## Text shown
The `graduated` status is a new memory status that gets added when
the graduation flow is implemented. For now (Phase 9), only the
three non-graduating types (identity/preference/episodic) would
ever avoid it, and the three graduating types stay in their current
memory-only state until the engineering layer ships.
## Context pack assembly after the split
The context builder today (`src/atocore/context/builder.py`) pulls:
1. Trusted Project State
2. Identity + Preference memories
3. Retrieved chunks
After the split, it pulls:
1. Trusted Project State (unchanged)
2. **Identity + Preference memories** (unchanged — these stay memories)
3. **Engineering-layer facts relevant to the prompt**, queried through
the entity API (new)
4. Retrieved chunks (unchanged, lowest trust)

## Work to do
Revise the passage on context pack assembly, starting with "2. **Identity +" and going on through "entity API (new)", so that "entity API" is replaced by "engineering API".

(Dataset excerpts on object pointing)
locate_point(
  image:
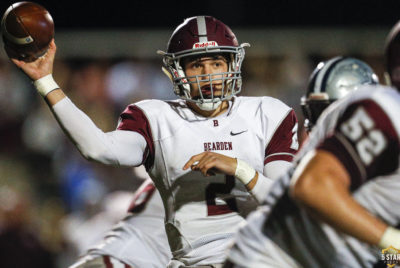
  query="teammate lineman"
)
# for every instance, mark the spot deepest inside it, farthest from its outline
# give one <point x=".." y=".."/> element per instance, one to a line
<point x="240" y="143"/>
<point x="338" y="206"/>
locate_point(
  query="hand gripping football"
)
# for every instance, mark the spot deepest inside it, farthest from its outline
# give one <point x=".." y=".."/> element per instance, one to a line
<point x="27" y="29"/>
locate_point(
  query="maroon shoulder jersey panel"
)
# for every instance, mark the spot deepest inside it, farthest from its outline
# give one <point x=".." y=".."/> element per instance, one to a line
<point x="365" y="141"/>
<point x="141" y="197"/>
<point x="282" y="140"/>
<point x="133" y="119"/>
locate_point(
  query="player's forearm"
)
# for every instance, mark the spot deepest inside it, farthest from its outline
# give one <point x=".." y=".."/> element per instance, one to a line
<point x="259" y="186"/>
<point x="114" y="148"/>
<point x="54" y="96"/>
<point x="322" y="188"/>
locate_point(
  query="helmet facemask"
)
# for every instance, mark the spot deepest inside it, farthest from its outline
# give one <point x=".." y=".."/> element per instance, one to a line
<point x="230" y="81"/>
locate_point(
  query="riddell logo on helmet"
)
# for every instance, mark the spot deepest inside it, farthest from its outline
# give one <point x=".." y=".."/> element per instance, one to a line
<point x="205" y="44"/>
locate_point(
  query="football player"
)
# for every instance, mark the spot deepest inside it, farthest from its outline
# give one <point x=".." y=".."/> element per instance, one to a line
<point x="138" y="240"/>
<point x="337" y="206"/>
<point x="240" y="143"/>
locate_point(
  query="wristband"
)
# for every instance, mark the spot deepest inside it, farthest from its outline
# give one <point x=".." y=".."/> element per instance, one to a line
<point x="45" y="85"/>
<point x="244" y="172"/>
<point x="391" y="237"/>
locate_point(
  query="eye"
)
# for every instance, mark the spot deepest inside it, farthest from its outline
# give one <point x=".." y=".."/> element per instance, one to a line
<point x="196" y="65"/>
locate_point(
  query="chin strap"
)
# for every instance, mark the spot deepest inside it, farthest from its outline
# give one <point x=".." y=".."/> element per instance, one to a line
<point x="209" y="106"/>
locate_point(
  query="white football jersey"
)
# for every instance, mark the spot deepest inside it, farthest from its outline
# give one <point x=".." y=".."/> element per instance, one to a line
<point x="203" y="213"/>
<point x="362" y="131"/>
<point x="139" y="240"/>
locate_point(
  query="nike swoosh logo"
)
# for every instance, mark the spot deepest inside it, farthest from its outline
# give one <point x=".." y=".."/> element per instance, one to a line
<point x="237" y="133"/>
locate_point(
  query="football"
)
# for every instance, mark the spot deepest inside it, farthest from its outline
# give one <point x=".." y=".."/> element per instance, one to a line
<point x="27" y="29"/>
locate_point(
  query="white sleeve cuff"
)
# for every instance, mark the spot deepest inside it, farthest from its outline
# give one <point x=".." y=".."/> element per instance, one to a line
<point x="45" y="85"/>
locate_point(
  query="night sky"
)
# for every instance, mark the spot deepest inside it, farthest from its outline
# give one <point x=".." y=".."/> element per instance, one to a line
<point x="136" y="14"/>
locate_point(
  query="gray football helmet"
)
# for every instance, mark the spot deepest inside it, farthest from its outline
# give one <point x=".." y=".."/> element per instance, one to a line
<point x="332" y="80"/>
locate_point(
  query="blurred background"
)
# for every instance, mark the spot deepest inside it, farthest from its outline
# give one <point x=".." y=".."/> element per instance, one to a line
<point x="53" y="203"/>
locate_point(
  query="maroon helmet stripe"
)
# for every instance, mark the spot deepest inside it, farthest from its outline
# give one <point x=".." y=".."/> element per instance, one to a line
<point x="202" y="29"/>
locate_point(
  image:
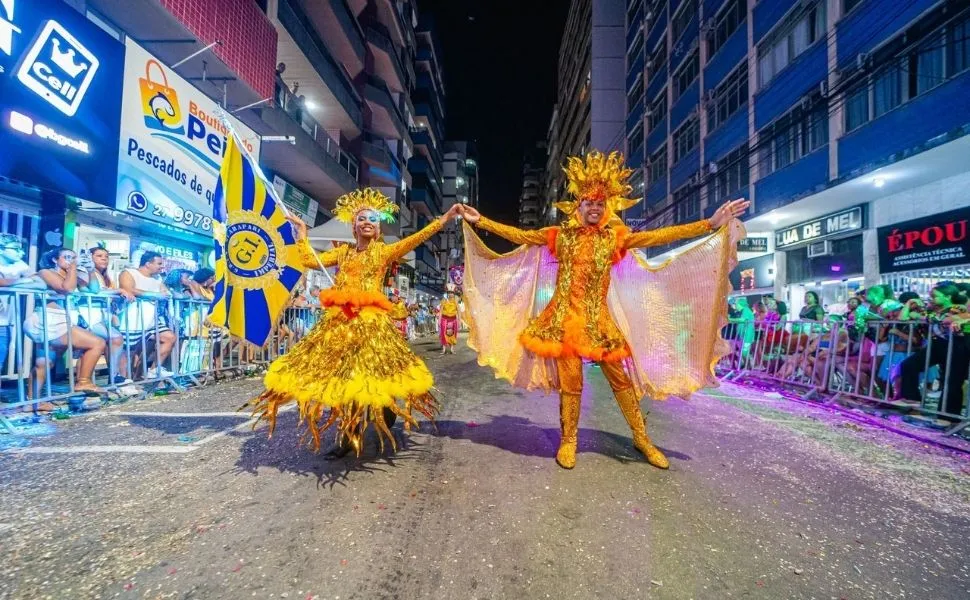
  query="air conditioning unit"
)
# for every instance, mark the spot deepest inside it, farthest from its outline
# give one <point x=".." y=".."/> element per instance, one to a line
<point x="820" y="249"/>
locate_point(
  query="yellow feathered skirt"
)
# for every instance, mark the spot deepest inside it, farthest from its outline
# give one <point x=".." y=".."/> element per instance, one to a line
<point x="344" y="373"/>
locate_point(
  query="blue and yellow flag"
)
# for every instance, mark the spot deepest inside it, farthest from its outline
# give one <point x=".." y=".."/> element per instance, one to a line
<point x="254" y="248"/>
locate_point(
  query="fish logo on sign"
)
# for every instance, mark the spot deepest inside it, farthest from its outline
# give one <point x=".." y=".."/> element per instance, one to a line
<point x="58" y="68"/>
<point x="7" y="28"/>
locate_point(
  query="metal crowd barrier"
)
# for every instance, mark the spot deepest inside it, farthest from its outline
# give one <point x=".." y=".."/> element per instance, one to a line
<point x="907" y="365"/>
<point x="45" y="332"/>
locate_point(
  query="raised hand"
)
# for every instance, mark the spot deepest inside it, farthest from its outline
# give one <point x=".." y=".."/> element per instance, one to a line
<point x="729" y="210"/>
<point x="299" y="227"/>
<point x="470" y="214"/>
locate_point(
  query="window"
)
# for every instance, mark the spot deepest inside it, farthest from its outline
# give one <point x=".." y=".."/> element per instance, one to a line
<point x="958" y="50"/>
<point x="793" y="39"/>
<point x="678" y="25"/>
<point x="725" y="24"/>
<point x="857" y="109"/>
<point x="732" y="174"/>
<point x="658" y="110"/>
<point x="796" y="134"/>
<point x="729" y="97"/>
<point x="887" y="91"/>
<point x="687" y="202"/>
<point x="635" y="145"/>
<point x="657" y="60"/>
<point x="686" y="138"/>
<point x="686" y="75"/>
<point x="926" y="66"/>
<point x="658" y="166"/>
<point x="848" y="5"/>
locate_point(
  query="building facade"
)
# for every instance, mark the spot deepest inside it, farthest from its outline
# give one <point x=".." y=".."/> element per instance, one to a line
<point x="839" y="119"/>
<point x="328" y="95"/>
<point x="589" y="112"/>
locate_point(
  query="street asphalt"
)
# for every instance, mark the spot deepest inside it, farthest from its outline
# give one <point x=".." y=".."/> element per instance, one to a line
<point x="176" y="497"/>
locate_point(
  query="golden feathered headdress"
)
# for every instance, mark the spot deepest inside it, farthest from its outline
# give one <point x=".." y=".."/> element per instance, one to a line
<point x="598" y="177"/>
<point x="350" y="204"/>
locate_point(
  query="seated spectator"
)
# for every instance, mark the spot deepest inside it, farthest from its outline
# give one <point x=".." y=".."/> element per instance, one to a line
<point x="948" y="350"/>
<point x="15" y="274"/>
<point x="100" y="312"/>
<point x="142" y="322"/>
<point x="53" y="330"/>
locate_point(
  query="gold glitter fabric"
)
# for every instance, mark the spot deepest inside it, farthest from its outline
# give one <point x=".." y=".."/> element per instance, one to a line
<point x="353" y="363"/>
<point x="601" y="302"/>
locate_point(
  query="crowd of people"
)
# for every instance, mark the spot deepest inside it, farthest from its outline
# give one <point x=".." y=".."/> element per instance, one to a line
<point x="126" y="323"/>
<point x="880" y="344"/>
<point x="126" y="326"/>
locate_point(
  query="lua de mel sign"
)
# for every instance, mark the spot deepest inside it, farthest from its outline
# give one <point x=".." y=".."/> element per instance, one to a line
<point x="835" y="224"/>
<point x="172" y="144"/>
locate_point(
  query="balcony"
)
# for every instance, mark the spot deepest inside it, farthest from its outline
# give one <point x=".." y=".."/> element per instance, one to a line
<point x="387" y="121"/>
<point x="396" y="72"/>
<point x="302" y="49"/>
<point x="384" y="168"/>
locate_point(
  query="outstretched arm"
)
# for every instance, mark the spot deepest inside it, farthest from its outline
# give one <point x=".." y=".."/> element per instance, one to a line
<point x="309" y="258"/>
<point x="398" y="249"/>
<point x="667" y="235"/>
<point x="531" y="237"/>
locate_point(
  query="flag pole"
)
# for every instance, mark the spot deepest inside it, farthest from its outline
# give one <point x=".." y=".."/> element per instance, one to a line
<point x="270" y="189"/>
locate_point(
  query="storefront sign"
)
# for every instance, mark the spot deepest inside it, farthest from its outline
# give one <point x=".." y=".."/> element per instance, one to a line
<point x="754" y="274"/>
<point x="296" y="201"/>
<point x="60" y="97"/>
<point x="753" y="245"/>
<point x="936" y="241"/>
<point x="835" y="224"/>
<point x="171" y="146"/>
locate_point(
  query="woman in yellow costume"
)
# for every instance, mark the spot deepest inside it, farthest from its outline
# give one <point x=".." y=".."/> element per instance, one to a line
<point x="353" y="369"/>
<point x="574" y="292"/>
<point x="448" y="323"/>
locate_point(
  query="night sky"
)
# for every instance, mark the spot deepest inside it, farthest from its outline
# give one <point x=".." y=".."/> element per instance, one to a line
<point x="500" y="60"/>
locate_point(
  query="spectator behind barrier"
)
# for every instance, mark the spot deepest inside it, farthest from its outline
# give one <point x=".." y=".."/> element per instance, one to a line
<point x="53" y="329"/>
<point x="142" y="321"/>
<point x="15" y="274"/>
<point x="100" y="312"/>
<point x="948" y="300"/>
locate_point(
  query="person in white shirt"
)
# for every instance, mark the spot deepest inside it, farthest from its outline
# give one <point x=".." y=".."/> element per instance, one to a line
<point x="142" y="321"/>
<point x="14" y="274"/>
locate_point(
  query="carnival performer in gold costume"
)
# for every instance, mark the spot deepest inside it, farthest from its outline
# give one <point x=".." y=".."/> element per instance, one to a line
<point x="574" y="292"/>
<point x="353" y="369"/>
<point x="448" y="323"/>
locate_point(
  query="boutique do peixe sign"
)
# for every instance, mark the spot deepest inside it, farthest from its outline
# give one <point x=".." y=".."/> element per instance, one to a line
<point x="936" y="241"/>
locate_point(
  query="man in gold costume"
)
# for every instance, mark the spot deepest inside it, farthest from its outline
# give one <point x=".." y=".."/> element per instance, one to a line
<point x="604" y="305"/>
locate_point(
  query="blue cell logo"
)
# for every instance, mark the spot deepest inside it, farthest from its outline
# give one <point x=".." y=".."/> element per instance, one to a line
<point x="137" y="202"/>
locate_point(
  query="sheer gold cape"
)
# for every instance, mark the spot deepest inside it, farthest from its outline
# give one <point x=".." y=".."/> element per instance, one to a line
<point x="671" y="314"/>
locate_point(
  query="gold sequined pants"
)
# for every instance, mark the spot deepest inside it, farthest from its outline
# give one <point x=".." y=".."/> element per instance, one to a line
<point x="571" y="375"/>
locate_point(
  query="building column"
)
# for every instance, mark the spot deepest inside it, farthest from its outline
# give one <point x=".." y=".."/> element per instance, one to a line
<point x="870" y="257"/>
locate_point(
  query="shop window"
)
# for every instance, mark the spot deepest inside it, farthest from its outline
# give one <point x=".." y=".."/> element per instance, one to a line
<point x="844" y="261"/>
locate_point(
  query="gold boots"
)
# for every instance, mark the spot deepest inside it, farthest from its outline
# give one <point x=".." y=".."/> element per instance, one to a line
<point x="630" y="406"/>
<point x="569" y="422"/>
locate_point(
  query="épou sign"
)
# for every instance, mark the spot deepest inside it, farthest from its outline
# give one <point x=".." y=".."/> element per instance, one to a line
<point x="834" y="224"/>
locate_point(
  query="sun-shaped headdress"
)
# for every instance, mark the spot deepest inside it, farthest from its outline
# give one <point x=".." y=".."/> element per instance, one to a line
<point x="598" y="177"/>
<point x="350" y="204"/>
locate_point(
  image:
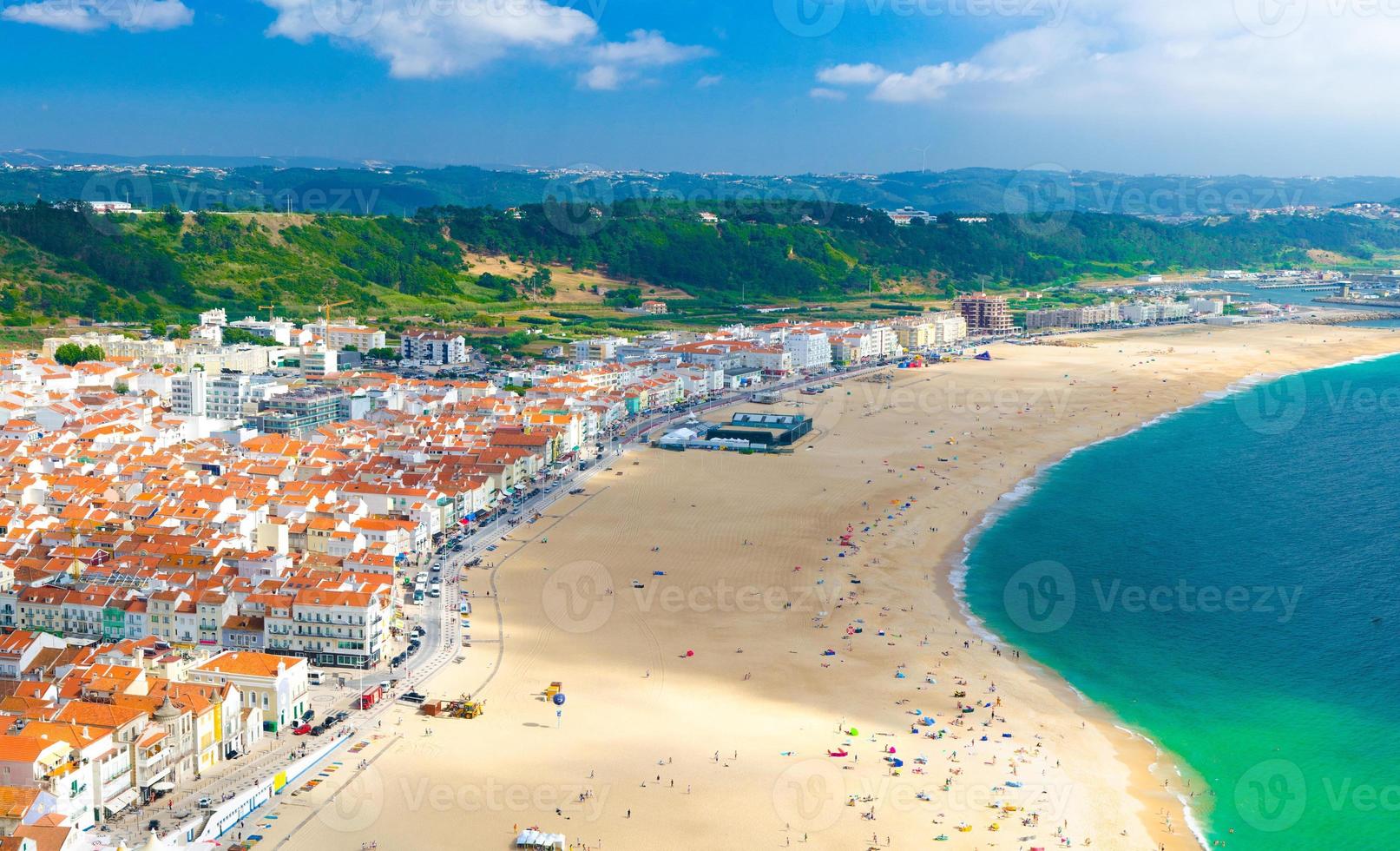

## Final result
2. **Identity + Preference memories** (unchanged — these stay memories)
3. **Engineering-layer facts relevant to the prompt**, queried through
the engineering API (new)